> **Excerpt to read**

Re: Async Writes & recommendations

From: D. J. Hagberg (Sun) <"D.>
Date: Wed, 13 Jun 2007 16:41:41 -0600

Thanks for the questions, Robert -- all good I think.

Robert Greig wrote:
> On 13/06/07, D. J. Hagberg (Sun) <Dj.Hagberg_at_sun.com> wrote:
>> It seems to me that tying up precious WorkerThread resources waiting for
>> synchronous write's to complete (where one is not bound by the
>> javax.servlet specification) is a bit wasteful and limiting in
>> scalability, especially if I have a client on the other end of a slow
>> connection, but I don't have any hard numbers to back me up on this.
>
> I work on the Apache Qpid project, which is an implementation of the
> AMQP protocol (for message oriented middleware). We don't use Grizzly
> yet but I have spent a lot of time looking at this area for Qpid.

It sounds like the protocols and goals may be similar. Basically the
Shared Shell server acts as a rendesvous point for messaging among
clients interested in a particular "topic" (in this case a VT100-type
shell session on a server).

> What is your primary goal? Is it to maximise the number of connections
> that can be serviced concurrently or to maximise the data throughput
> to clients? Also, is it important for clients to be able to read data
> as they are sending it or is it more like http where they send then
> receive?

The goals are:
1. To keep all the content un-snoopable and ensure no man-in-the-middle
attacks. So we're using SSL over TCP.

> **Problems to work on**
1: Answer these questions using the async writes thread above:
(a) Which project does Robert Greig work on?
(b) What is being used to keep all the content un-snoopable?
(c) On what date was this reply sent?
2: Please transcribe the async writes thread from "Thanks for the" to "area for Qpid.".

> **Records provided**
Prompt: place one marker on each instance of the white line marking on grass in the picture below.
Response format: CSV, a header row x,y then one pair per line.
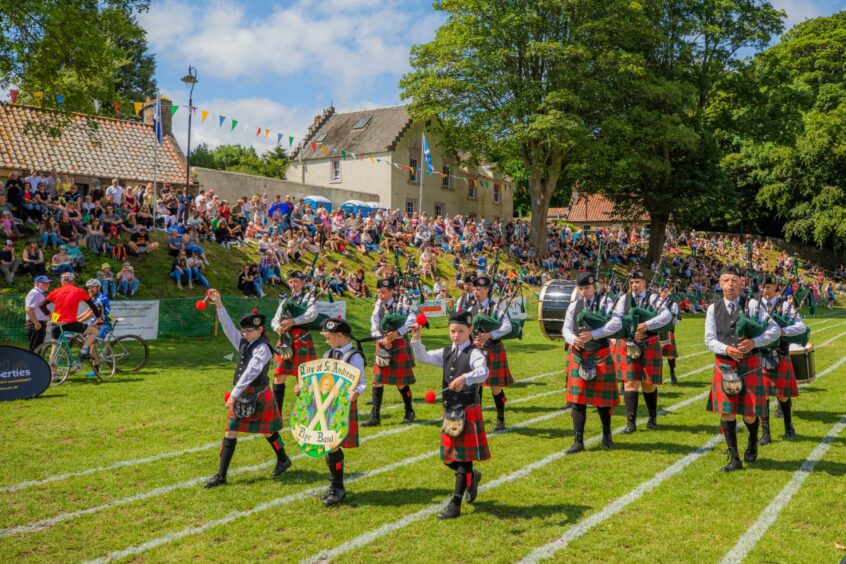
x,y
394,526
165,455
164,490
768,516
547,550
284,500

> **The replies**
1:
(a) The Apache Qpid project, an implementation of the AMQP protocol.
(b) SSL over TCP.
(c) Wed, 13 Jun 2007.

2:
Thanks for the questions, Robert -- all good I think.

Robert Greig wrote:
> On 13/06/07, D. J. Hagberg (Sun) <Dj.Hagberg_at_sun.com> wrote:
>> It seems to me that tying up precious WorkerThread resources waiting for
>> synchronous write's to complete (where one is not bound by the
>> javax.servlet specification) is a bit wasteful and limiting in
>> scalability, especially if I have a client on the other end of a slow
>> connection, but I don't have any hard numbers to back me up on this.
>
> I work on the Apache Qpid project, which is an implementation of the
> AMQP protocol (for message oriented middleware). We don't use Grizzly
> yet but I have spent a lot of time looking at this area for Qpid.